◆ Stated exercise 1 ◆
According to the output documentation, which format is the default when writing to stdout and stdout is a terminal?
◆ Stated exercise 2 ◆
Summarize the output documentation in two sentences.
◆ Stated exercise 3 ◆
List every command-line flag or option named in the output documentation.

◆ Source excerpt ◆
Output

Many commands produce output, which always originates in super-structured form, but can be serialized into a number of supported formats. The super-structured formats are generally preferred because they retain the full richness of the super-structured data model.

Output is written to standard output by default or, if -o is specified, to the indicated file or directory.

When writing to stdout and stdout is a terminal, the default output format is SUP. Otherwise, the default format is BSUP. These defaults may be overridden with -f, -s, or -S.

Note

While BSUP is currently default, a forthcoming release will change CSUP to default after CSUP supports streaming.

Since SUP is a common format choice for interactive use, the -s flag is shorthand for -f sup. Also, -S is a shortcut for -f sup with -pretty 2 as described below.

And since plain JSON is another common format choice, the -j flag is a shortcut for -f json and -J is a shortcut for pretty-printing JSON.

Note

Having the default output format dependent on the terminal status causes an occasional surprise (e.g., forgetting -f or -s in a scripted test that works fine on the command line but fails in CI). However, this avoids problematic performance where a data pipeline deployed to production accidentally uses SUP instead of CSUP. Since super gracefully handles any input, this would be hard to detect. Alternatively, making CSUP always be default would cause much annoyance when binary data is written to the terminal.

If no query is specified with -c, the inputs are scanned without modification and output in the specified format providing a convenient means to convert files from one format to another, e.g.,

super -f arrows -o out.arrows file1.json file2.parquet file3.csv

Pretty Printing

SUP and plain JSON text may be “pretty printed” with the -pretty option, which takes the number of spaces to use for indentation. As this is a common option, the -S option is a shortcut for -f sup -pretty 2 and -J is a shortcut for -f json -pretty 2.

◆ Dataset extract ◆
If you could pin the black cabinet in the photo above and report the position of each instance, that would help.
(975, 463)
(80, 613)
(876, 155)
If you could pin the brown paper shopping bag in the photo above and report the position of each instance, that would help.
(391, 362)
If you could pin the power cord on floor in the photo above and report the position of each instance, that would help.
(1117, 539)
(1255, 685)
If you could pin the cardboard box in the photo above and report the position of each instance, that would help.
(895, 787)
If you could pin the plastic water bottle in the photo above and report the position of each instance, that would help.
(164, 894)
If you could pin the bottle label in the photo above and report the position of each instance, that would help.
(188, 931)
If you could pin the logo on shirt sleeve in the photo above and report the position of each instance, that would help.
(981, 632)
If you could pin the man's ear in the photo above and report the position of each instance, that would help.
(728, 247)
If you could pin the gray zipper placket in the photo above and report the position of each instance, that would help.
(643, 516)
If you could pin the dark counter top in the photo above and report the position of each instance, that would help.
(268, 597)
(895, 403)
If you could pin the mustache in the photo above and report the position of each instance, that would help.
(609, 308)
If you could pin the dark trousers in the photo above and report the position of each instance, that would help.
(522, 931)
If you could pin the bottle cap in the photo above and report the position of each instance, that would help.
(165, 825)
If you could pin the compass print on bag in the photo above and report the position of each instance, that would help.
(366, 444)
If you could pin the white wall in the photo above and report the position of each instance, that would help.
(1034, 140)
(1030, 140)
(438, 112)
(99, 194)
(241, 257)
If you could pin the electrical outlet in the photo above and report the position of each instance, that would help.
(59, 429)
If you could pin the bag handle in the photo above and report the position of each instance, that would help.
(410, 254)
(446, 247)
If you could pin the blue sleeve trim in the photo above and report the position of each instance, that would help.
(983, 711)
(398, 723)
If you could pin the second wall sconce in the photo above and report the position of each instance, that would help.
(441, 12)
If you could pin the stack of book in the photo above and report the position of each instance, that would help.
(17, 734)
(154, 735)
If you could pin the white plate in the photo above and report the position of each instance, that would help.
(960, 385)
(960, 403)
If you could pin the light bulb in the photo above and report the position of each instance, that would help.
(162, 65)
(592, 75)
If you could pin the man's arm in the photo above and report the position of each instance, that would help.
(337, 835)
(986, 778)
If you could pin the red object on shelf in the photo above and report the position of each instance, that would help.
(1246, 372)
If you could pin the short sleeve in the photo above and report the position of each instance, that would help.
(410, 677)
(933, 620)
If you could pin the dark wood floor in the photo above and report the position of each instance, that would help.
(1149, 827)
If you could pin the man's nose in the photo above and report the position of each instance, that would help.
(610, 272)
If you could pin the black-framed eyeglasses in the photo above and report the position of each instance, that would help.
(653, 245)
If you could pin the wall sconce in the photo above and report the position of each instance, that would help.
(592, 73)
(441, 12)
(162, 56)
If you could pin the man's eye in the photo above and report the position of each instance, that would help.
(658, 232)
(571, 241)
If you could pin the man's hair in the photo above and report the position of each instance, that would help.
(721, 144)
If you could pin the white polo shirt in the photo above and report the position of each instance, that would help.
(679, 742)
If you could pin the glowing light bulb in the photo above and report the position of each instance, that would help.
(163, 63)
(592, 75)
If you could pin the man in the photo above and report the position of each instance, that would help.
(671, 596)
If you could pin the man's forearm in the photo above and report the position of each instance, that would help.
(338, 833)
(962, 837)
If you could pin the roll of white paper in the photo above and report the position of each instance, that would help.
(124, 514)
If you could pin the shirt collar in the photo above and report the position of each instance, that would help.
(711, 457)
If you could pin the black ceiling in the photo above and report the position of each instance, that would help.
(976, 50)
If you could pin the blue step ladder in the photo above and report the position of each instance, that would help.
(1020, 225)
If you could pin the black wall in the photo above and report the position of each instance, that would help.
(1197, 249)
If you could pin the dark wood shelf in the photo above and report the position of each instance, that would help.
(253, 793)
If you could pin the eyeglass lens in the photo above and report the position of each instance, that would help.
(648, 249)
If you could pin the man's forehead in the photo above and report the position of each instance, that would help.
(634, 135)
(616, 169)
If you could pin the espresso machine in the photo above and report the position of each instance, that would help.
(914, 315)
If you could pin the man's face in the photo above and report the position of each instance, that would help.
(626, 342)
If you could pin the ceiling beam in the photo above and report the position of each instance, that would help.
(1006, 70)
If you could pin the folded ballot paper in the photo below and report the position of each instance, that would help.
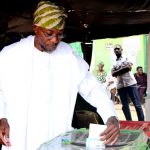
(93, 142)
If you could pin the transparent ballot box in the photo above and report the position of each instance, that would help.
(76, 140)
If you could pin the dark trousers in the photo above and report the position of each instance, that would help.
(133, 94)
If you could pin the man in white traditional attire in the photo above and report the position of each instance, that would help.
(40, 77)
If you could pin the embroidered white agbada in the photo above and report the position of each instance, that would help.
(38, 92)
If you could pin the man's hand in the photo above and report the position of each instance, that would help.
(4, 132)
(112, 132)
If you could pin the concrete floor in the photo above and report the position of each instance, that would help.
(121, 115)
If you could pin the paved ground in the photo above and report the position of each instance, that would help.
(121, 115)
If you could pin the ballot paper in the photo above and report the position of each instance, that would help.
(93, 142)
(95, 130)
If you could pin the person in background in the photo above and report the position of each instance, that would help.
(126, 84)
(141, 79)
(40, 77)
(111, 83)
(101, 73)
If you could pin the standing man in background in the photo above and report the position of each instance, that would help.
(141, 79)
(40, 77)
(126, 84)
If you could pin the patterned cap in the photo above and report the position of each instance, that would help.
(49, 16)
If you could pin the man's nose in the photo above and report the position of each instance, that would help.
(55, 39)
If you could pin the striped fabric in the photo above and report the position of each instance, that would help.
(49, 16)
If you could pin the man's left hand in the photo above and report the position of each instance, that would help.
(112, 132)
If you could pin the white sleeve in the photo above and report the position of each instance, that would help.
(95, 93)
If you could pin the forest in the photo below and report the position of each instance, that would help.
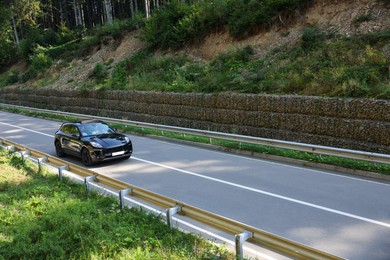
(323, 62)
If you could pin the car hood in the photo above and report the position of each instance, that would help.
(109, 140)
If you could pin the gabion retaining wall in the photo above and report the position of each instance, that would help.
(361, 124)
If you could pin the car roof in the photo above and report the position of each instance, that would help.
(87, 121)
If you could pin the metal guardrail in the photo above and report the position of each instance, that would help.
(242, 231)
(325, 150)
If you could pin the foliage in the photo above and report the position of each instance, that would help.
(179, 23)
(40, 62)
(99, 72)
(322, 64)
(42, 218)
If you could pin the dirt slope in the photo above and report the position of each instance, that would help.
(337, 15)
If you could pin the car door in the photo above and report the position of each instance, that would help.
(74, 143)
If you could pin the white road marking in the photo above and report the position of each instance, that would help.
(268, 194)
(26, 129)
(244, 187)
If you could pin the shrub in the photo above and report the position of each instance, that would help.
(12, 77)
(99, 72)
(311, 38)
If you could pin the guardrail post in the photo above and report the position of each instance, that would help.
(240, 239)
(170, 213)
(122, 194)
(24, 154)
(40, 161)
(87, 180)
(60, 169)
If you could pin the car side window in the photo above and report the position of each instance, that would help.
(74, 130)
(66, 129)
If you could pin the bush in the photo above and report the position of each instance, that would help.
(311, 38)
(100, 72)
(40, 62)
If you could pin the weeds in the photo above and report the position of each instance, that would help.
(42, 218)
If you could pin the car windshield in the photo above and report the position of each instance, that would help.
(95, 129)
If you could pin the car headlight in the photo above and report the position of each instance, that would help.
(96, 145)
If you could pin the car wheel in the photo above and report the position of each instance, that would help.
(59, 151)
(86, 157)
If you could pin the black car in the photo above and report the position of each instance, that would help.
(93, 141)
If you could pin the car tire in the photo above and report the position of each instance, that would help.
(86, 157)
(59, 150)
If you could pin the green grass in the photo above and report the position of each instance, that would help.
(353, 164)
(42, 218)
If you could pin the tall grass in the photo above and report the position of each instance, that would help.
(323, 63)
(42, 218)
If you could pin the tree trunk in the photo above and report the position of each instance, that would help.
(107, 11)
(77, 13)
(147, 8)
(15, 30)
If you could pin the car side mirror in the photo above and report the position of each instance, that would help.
(76, 136)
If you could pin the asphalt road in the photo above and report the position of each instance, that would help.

◆ Response 1 ◆
SUP.

◆ Response 2 ◆
Output starts in super-structured form and can be serialized into several formats. It goes to stdout or to a file or directory given with -o, and the default is SUP on a terminal and BSUP otherwise, which flags such as -f, -s, -S, -j, and -J can override, with -pretty setting indentation for SUP and JSON text.

◆ Response 3 ◆
-o, -f, -s, -S, -j, -J, -c, -pretty